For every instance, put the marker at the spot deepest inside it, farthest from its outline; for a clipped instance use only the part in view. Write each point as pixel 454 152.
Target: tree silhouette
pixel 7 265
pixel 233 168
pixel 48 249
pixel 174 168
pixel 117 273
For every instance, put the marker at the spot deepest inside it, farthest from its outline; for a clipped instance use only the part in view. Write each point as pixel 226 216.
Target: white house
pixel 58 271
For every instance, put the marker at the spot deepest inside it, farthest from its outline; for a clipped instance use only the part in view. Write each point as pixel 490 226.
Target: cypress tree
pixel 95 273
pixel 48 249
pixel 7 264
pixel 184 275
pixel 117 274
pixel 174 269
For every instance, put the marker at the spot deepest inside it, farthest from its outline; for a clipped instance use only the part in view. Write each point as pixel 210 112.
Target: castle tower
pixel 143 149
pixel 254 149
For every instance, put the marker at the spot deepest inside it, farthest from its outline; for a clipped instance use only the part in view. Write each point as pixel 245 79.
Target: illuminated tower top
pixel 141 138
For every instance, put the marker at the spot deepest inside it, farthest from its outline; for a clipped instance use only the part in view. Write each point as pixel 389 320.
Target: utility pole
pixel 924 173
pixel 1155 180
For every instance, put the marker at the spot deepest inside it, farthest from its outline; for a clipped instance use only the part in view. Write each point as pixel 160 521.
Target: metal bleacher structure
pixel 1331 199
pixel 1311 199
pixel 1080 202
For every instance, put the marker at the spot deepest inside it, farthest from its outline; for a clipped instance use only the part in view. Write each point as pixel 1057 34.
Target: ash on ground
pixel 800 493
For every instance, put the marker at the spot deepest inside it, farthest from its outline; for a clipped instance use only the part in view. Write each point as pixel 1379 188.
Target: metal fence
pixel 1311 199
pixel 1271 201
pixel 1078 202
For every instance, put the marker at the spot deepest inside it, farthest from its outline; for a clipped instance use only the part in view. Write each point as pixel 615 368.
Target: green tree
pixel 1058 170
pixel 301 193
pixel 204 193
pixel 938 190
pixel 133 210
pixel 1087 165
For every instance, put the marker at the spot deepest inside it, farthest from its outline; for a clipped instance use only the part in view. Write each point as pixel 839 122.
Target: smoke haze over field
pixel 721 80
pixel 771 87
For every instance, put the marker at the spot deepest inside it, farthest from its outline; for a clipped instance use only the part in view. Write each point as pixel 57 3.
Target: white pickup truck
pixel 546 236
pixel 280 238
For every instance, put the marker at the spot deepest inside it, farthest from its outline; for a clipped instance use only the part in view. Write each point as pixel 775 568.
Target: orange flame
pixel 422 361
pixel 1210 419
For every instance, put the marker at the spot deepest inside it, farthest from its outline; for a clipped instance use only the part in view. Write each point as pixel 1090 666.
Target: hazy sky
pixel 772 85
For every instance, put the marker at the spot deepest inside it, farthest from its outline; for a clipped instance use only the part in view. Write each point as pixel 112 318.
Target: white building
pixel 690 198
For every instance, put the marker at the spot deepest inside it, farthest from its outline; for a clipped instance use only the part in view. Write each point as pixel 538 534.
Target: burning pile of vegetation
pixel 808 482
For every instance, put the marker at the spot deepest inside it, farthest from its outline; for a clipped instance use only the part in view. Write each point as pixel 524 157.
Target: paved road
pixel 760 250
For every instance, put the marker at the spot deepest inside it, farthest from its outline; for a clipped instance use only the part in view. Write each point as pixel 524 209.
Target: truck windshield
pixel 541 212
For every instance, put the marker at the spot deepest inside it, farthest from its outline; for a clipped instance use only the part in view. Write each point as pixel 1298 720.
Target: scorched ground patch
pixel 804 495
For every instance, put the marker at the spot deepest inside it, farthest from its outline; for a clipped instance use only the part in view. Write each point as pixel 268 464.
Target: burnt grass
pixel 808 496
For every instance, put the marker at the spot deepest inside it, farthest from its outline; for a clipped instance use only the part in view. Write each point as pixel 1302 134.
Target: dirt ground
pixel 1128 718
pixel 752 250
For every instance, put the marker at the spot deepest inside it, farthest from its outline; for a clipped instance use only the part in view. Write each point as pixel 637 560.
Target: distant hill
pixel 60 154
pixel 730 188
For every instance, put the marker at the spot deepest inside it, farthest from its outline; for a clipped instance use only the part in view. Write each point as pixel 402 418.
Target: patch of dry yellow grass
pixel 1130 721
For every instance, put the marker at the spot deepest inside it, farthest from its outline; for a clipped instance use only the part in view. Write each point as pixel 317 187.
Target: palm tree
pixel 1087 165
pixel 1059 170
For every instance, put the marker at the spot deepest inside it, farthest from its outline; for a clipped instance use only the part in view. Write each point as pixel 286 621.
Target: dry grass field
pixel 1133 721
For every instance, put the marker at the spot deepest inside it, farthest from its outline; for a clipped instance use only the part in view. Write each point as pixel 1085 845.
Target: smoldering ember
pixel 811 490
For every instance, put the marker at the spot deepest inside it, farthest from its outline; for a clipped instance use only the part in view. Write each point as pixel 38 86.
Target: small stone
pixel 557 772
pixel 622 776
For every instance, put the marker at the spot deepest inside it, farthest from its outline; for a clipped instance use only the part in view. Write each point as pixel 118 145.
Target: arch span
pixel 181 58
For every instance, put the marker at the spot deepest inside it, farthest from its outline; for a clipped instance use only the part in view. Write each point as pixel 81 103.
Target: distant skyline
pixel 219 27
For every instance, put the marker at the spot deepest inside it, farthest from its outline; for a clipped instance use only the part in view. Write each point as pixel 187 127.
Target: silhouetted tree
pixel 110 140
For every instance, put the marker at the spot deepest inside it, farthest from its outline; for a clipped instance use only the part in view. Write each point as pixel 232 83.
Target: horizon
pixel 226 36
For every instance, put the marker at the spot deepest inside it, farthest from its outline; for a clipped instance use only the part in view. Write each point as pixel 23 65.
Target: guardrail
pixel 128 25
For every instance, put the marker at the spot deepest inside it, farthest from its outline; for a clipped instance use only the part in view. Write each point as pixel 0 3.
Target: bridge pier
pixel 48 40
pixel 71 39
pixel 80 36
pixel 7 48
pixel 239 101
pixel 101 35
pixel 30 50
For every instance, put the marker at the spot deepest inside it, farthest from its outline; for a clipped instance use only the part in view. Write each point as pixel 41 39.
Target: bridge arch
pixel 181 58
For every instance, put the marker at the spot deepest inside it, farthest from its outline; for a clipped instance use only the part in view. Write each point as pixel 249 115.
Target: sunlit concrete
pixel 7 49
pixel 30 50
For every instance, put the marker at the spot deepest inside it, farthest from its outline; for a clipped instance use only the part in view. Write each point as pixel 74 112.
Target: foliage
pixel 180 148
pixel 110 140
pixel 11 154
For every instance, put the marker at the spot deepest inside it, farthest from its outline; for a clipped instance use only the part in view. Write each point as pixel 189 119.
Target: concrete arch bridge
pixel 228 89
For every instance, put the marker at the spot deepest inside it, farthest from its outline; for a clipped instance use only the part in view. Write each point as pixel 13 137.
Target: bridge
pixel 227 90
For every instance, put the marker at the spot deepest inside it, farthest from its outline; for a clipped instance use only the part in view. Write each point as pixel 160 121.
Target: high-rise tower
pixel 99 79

+-------+

## Exercise directions:
Copy out all of the material above line for line, changing nothing.

## Solution for this task:
For every instance, put the marker at the spot deepest inside it, farthest from its outline; for a clipped instance use only the part in view. Write each point as pixel 454 152.
Target: tree silhouette
pixel 7 265
pixel 233 168
pixel 48 249
pixel 174 168
pixel 117 273
For every instance, put the marker at the spot deepest inside it, farthest from its outline; for a clipped instance use only the part in view. Write each point as pixel 226 216.
Target: white house
pixel 58 271
For every instance, put the marker at the spot deepest inside it, farthest from its outline; for a clipped instance use only the part in view. Write each point as pixel 490 226.
Target: cypress tree
pixel 95 273
pixel 48 249
pixel 7 264
pixel 184 275
pixel 117 274
pixel 174 269
For every instance, put the marker at the spot deepest inside it, farthest from its outline; for a clipped instance use only the part in view. Write each point as pixel 210 112.
Target: castle tower
pixel 143 149
pixel 254 149
For every instance, put the marker at the spot deepest inside it, farthest from its outline; for a clipped instance use only the part in view. Write each point as pixel 245 79.
Target: illuminated tower top
pixel 141 138
For every instance, put the marker at the spot deepest inside it, farthest from its outline; for a clipped instance use only the part in view. Write each point as pixel 389 320.
Target: utility pole
pixel 924 173
pixel 1155 180
For every instance, put the marker at the spot deepest inside it, farthest from its outline; for a clipped instance use only the part in view. Write each point as pixel 160 521.
Target: metal bleacher structure
pixel 1331 199
pixel 1311 199
pixel 1080 202
For every instance, put the marker at the spot deepest inside it, farthest from its outline; for a clipped instance use only the part in view. Write each point as pixel 1057 34.
Target: ash on ground
pixel 800 493
For every instance, put the marker at the spot deepest inside it, farthest from its outline; for a clipped instance use only the part in view. Write each point as pixel 1379 188.
Target: metal fence
pixel 1311 199
pixel 1271 201
pixel 1078 202
For every instance, put the marker at the spot deepest inside it, farthest from its outline; for a clipped instance use only the part in view. Write each point as pixel 615 368.
Target: green tree
pixel 1058 170
pixel 301 193
pixel 204 193
pixel 938 190
pixel 133 210
pixel 1087 165
For every instance, put the marker at the spot deepest inside it, farthest from its outline; for a clipped instance use only the part in view. Write each point as pixel 839 122.
Target: smoke haze over field
pixel 721 80
pixel 771 87
For every instance, put the marker at the spot deepest inside it, farthest from its outline; for a clipped instance use only the part in view. Write each point as pixel 57 3.
Target: white pickup truck
pixel 546 236
pixel 280 238
For every instance, put the marker at the spot deepest inside it, farthest from its outline; for a clipped instance use only the part in view. Write each point as pixel 775 568.
Target: orange flame
pixel 422 361
pixel 1210 419
For every instance, put the marker at the spot deepest inside it, farthest from its outline; for a clipped instance use only the part in view. Write each point as pixel 1090 666.
Target: hazy sky
pixel 772 85
For every instance, put the marker at the spot deepest inside it, farthest from its outline; for a clipped instance use only the part in view. Write each point as pixel 112 318.
Target: white building
pixel 690 198
For every instance, put the marker at the spot deepest inside it, farthest from its outline; for a clipped instance use only the part in view. Write each point as pixel 538 534.
Target: burning pile of vegetation
pixel 808 482
For every instance, put the marker at the spot deepest inside it, farthest from its outline; for a clipped instance use only the part in view. Write each point as pixel 524 157.
Target: paved road
pixel 760 250
For every instance, put the marker at the spot deepest inside it, farthest from its outline; for a clipped instance use only the part in view. Write each point as pixel 524 209.
Target: truck windshield
pixel 541 212
For every instance, put the marker at the spot deepest inside it, farthest from its outline; for a clipped instance use only the part in view. Write each point as pixel 1298 720.
Target: scorched ground patch
pixel 804 495
For every instance, put the marker at the spot deepest inside it, farthest from its outline; for a clipped instance use only the part in view. Write each point as pixel 268 464.
Target: burnt grass
pixel 808 496
For every instance, put the marker at the spot deepest inside it, farthest from its outline; for a clipped instance use only the part in view. Write each point as pixel 1302 134.
Target: dirt ground
pixel 1128 718
pixel 752 250
For every instance, put the marker at the spot deepest inside it, farthest from its outline; for a clipped instance use only the part in view. Write each point as pixel 637 560.
Target: distant hill
pixel 60 154
pixel 730 188
For every instance, put the marker at the spot deepest inside it, farthest from its outline; for a clipped instance use only the part in view. Write each point as pixel 402 418.
Target: patch of dry yellow grass
pixel 1130 721
For every instance, put the marker at the spot deepest inside it, farthest from its outline; for a clipped instance use only the part in view. Write each point as pixel 317 187.
Target: palm tree
pixel 1087 165
pixel 1059 170
For every instance, put the marker at the spot deepest inside it, farthest from its outline; for a clipped instance use only the part in view. Write each point as pixel 286 621.
Target: dry grass field
pixel 1133 721
For every instance, put the marker at the spot deepest inside it, farthest from its outline; for a clipped instance use only the part in view. Write each point as pixel 1085 845.
Target: smoldering ember
pixel 811 490
For every instance, put the marker at the spot deepest inside it, farthest from its outline; for a clipped instance use only the part in view. Write each point as pixel 38 86.
Target: small stone
pixel 557 772
pixel 622 776
For every instance, put the marker at the spot deepest inside it, farthest from its outline; for a clipped instance use only the part in view. Write each point as pixel 118 145.
Target: arch span
pixel 181 58
For every instance, put the marker at the spot deepest inside it, farthest from its outline; for a clipped instance use only the part in view. Write each point as pixel 81 103.
Target: distant skyline
pixel 219 27
For every instance, put the marker at the spot deepest inside it, farthest from its outline; for a clipped instance use only the part in view. Write each point as pixel 187 127.
Target: silhouetted tree
pixel 110 140
For every instance, put the marker at the spot deepest inside it, farthest from its outline; for a clipped instance use only the part in view. Write each point as pixel 232 83.
Target: horizon
pixel 226 36
For every instance, put the marker at the spot deepest inside it, farthest from its outline; for a clipped instance use only the part in view. Write each point as pixel 23 65.
Target: guardrail
pixel 128 25
For every instance, put the marker at the spot deepest inside it, farthest from its outline; for a clipped instance use only the part in view. Write each point as pixel 0 3.
Target: bridge pier
pixel 48 40
pixel 71 39
pixel 80 36
pixel 7 48
pixel 239 101
pixel 101 35
pixel 30 50
For every instance, put the marker at the spot deepest inside it, farthest from its outline; for a clipped instance use only the part in view. Write each point as pixel 41 39.
Target: bridge arch
pixel 181 58
For every instance, put the marker at the spot deepest inside it, farthest from its outline; for a clipped instance use only the part in view. Write each point as pixel 249 115.
Target: sunlit concrete
pixel 7 49
pixel 30 50
For every instance, put the marker at the spot deepest inside it, farthest from its outline; for a clipped instance use only the part in view. Write each point as pixel 74 112.
Target: foliage
pixel 180 148
pixel 110 140
pixel 11 154
For every instance, put the marker at the spot deepest inside it, farthest from its outline; for a clipped instance use only the part in view. Write each point as pixel 189 119.
Target: concrete arch bridge
pixel 228 89
For every instance, put the marker at the spot deepest inside it, farthest from its outline; for a clipped instance use only the part in view. Write each point as pixel 13 137.
Target: bridge
pixel 227 90
For every instance, put the marker at the spot deepest inside it, farthest from its outline; for a clipped instance use only the part in view. Write each point as pixel 160 121.
Target: high-rise tower
pixel 99 79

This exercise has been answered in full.